If Baffinland did end up shuting down maybe Meadow Bank and Meladine can hire more Inuit from the Qik to work in those mines increasing the Inuit percentage, that is unless the only jobs that Baffinland has hired Inuit for are the cooking and cleaning staff, which might be full already of Kivalliqmiut. which if this is the case then there needs to be some tough questions as to why only those positions are being filled with Inuit.
The company wants to build TWO ports and TWO railways for ONE mine. If they were doing ‘everything they could’ to mitigate environmental impacts, they would stick to one port and one railway.
Also, if they were doing ‘everything they could’ to address community concerns, they never would have shipped ore out of Milne Inlet in the first place.
And if they were doing ‘everything they could’ to address concerns, they would have been open and transparent to increase shipping to 18MT through Milne Inlet, instead of letting communities find out about it from ENGOs.
Regardless, once Baffinland has extracted the iron that they are so adamant in doing, they will leave and your comments will hold true anyway. It is only a matter of time. The question should be: “What will benefit the Inuit, who are the perpetual land holders/maintainers, the most.”
The closing of the mine is guaranteed, the animals that the Inuit have depended on for centuries is not. That is the reason the Inuit are fighting so hard because they know the long term consequences.
good job Everyone, keep asking the right questions.

__Instruction 1__:
Reproduce the records verbatim, beginning at the line that contains "Pick out each instance of the dog's head" and continuing through the final line of the records.

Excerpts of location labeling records
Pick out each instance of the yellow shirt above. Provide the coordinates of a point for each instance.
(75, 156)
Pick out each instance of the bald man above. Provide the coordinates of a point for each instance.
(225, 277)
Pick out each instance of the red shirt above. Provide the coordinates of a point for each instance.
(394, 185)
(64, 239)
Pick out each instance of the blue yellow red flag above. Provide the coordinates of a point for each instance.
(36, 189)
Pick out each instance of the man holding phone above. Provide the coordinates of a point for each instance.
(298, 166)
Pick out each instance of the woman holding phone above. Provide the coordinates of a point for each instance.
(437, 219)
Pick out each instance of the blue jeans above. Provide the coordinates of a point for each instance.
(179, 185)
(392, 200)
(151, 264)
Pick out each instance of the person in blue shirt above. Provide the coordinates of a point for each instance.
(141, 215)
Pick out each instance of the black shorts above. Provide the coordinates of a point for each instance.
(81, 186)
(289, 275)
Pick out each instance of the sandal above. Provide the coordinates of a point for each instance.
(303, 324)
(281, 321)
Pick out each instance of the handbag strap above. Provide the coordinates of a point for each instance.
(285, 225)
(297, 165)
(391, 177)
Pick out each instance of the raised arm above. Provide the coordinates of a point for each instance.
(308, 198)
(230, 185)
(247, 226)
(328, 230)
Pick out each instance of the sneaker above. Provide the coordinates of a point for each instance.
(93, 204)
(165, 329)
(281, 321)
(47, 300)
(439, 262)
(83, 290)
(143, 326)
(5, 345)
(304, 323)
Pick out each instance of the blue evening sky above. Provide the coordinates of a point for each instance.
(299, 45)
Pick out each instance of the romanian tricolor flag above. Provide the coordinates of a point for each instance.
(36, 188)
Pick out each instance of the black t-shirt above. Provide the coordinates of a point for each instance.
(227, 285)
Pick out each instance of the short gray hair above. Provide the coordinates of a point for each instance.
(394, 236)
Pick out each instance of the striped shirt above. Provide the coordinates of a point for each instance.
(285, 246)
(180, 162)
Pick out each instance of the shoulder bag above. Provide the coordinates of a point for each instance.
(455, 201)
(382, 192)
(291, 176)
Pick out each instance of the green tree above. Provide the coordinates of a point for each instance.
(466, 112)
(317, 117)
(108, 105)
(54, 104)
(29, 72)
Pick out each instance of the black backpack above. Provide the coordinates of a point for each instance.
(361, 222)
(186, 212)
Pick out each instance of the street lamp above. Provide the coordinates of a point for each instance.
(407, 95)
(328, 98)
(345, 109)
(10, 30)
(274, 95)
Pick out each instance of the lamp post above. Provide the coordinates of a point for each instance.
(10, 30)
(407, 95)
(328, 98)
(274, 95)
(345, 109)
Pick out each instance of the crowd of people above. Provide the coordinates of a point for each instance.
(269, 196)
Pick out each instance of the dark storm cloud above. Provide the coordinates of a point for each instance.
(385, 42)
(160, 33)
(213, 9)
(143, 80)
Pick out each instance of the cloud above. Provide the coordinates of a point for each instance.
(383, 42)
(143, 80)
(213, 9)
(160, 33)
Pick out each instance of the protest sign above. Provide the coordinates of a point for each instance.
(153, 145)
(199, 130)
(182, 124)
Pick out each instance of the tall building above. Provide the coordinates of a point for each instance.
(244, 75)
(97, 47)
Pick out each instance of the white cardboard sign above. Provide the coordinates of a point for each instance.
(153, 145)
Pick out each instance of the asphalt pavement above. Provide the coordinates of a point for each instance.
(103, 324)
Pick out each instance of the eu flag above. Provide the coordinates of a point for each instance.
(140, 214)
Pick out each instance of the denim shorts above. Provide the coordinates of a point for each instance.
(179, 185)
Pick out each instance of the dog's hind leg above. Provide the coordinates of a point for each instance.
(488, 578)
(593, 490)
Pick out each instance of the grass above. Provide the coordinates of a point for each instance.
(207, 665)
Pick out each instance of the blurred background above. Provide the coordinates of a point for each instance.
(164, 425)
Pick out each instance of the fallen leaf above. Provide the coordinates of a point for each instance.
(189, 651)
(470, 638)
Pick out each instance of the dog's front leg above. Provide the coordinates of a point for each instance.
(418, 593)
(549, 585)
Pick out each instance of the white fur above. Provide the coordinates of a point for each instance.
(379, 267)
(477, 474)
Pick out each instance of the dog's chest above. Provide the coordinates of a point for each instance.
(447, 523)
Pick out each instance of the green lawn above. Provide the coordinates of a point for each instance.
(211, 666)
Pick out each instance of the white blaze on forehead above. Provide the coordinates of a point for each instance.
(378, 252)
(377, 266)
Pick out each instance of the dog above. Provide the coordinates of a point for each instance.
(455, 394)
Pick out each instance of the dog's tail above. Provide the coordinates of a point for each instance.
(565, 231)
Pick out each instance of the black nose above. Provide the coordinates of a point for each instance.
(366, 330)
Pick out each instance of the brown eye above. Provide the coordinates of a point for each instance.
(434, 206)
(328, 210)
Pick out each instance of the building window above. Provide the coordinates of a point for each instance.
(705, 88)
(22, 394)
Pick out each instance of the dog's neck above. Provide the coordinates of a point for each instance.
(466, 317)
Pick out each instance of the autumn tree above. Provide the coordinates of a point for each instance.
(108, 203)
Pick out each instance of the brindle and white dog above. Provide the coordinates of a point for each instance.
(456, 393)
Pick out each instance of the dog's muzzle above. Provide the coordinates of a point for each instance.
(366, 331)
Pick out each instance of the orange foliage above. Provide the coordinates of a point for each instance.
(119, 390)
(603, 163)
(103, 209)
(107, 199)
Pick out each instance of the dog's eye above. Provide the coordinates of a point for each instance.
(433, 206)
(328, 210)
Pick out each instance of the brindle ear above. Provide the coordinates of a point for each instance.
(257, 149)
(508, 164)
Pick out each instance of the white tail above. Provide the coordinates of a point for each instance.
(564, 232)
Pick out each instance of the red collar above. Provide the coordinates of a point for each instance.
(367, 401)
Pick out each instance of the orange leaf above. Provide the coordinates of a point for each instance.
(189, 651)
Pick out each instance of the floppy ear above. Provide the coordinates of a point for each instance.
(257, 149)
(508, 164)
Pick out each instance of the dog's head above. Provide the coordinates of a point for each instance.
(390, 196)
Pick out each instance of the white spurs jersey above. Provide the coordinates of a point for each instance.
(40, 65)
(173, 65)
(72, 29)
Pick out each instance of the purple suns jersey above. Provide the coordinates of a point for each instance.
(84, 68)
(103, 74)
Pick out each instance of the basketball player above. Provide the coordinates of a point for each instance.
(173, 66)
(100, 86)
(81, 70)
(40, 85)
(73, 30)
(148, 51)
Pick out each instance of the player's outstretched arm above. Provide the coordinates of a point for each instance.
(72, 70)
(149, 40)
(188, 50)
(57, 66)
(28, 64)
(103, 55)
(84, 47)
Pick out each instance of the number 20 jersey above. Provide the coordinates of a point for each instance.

__Instruction 2__:
According to the Baffinland comments, how many ports and railways does the company want to build for its one mine?

__Problem solution 1__:
Pick out each instance of the dog's head above. Provide the coordinates of a point for each instance.
(390, 196)
Pick out each instance of the white spurs jersey above. Provide the coordinates of a point for each instance.
(40, 65)
(173, 65)
(72, 29)
Pick out each instance of the purple suns jersey above. Provide the coordinates of a point for each instance.
(84, 68)
(103, 74)
Pick out each instance of the basketball player above. Provide the coordinates of a point for each instance.
(173, 66)
(100, 86)
(81, 70)
(40, 85)
(73, 30)
(148, 51)
Pick out each instance of the player's outstretched arm above. Provide the coordinates of a point for each instance.
(72, 70)
(149, 40)
(188, 50)
(57, 66)
(28, 64)
(103, 55)
(84, 47)
Pick out each instance of the number 20 jersey above. Provide the coordinates of a point for each instance.

__Problem solution 2__:
Two ports and two railways.